▶ _対象の文章_
◆ ◆ ◆ ◆ ◆
Eri Wildeの那由多ブログ

エリワイルド(Eri Wilde)のブログです。 本名は福田英里子です。東京外国語大学外国語学部英米語学科卒。英語講師、日本語講師、通訳、香川せとうち地域通訳案内士、翻訳、SE、占い師、心理カウンセラー、YouTuberをしています。二人の兄弟の母親です。音楽(ピアノやウクレレの弾き語り)、アートなど多趣味です。次男は発達障害です。 お仕事のご用命は下記のメールアドレスまで宜しくお願い致します。eriwilde0@yahoo.co.jp

父が借金まみれで急逝

去る5月31日の早朝、普段電話をかけても出てくれさえもしない弟から、私の携帯に電話がかかってきました。

「お父さんが冷たくなっとる! 死んどるかもしれん!」

「ええっ!?」

母が救急車を呼び、弟を連れて病院まで行く間に、私は息子たちが学校に行くのを見送りました。

すると母から、父が40分も心肺蘇生装置にかけても心臓が動かないので、外してもよいか確認の電話がかかってきました。
◆ ◆ ◆ ◆ ◆
▶ _作業の指示_
このブログ記事で、5月31日の早朝に書き手の携帯に電話をかけてきたのは誰ですか。

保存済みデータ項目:
◆ ◆ ◆ ◆ ◆
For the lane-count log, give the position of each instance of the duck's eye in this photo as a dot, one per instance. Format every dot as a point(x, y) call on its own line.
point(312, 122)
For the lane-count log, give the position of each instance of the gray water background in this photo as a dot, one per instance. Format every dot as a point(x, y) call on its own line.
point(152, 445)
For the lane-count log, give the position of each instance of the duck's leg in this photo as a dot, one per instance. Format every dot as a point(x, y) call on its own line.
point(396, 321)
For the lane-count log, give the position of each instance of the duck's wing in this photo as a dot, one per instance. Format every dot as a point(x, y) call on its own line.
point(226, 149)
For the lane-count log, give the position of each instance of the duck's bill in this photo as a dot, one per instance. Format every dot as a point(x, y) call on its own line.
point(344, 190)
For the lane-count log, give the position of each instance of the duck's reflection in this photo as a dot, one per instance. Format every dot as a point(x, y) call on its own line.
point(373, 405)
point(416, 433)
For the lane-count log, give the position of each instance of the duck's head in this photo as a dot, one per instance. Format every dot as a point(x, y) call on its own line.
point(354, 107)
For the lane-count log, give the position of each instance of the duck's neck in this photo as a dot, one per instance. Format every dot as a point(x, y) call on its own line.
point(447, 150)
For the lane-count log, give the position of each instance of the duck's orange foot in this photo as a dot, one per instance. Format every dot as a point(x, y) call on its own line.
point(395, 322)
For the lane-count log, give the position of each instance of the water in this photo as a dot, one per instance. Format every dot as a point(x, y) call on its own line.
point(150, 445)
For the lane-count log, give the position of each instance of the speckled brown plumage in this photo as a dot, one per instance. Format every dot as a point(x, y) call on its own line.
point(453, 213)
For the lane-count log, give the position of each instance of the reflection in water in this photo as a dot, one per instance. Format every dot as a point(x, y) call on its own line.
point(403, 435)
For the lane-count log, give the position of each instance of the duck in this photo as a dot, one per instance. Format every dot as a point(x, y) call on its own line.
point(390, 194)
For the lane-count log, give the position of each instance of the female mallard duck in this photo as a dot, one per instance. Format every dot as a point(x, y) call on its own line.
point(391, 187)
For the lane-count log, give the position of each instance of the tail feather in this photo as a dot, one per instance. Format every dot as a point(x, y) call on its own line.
◆ ◆ ◆ ◆ ◆
▶ _作業の結果_
書き手の弟です。